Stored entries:
# # # # #
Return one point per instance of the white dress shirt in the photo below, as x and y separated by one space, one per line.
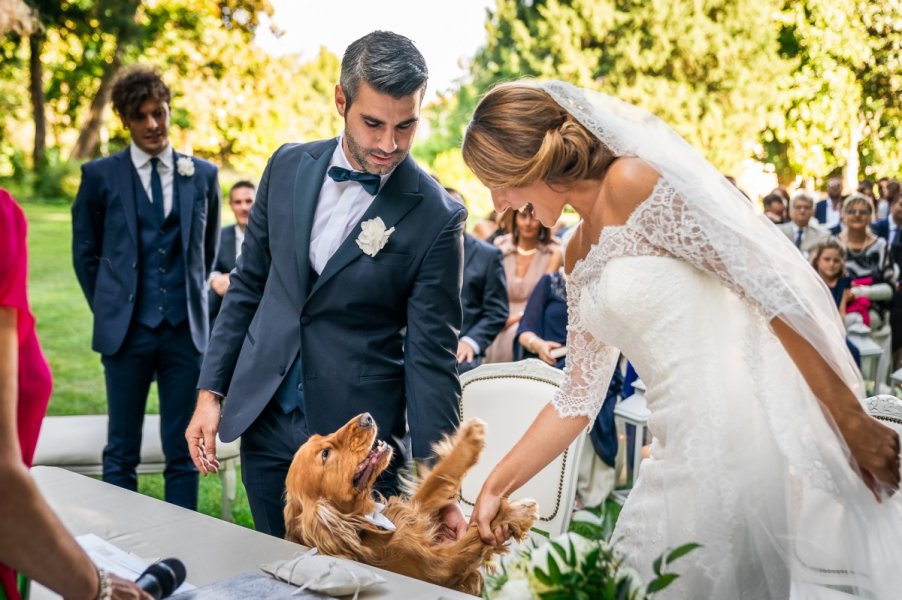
834 216
339 209
239 240
141 160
# # # # #
[WHAT IS EXPECTED]: Although the records include pictures, the copy should reproduce every line exactly and none of the pictures.

[TASK OUTPUT]:
Return one point per instance of the white dress shirt in the photo below, as x and y separated by one space, one per line.
834 216
339 209
239 240
141 160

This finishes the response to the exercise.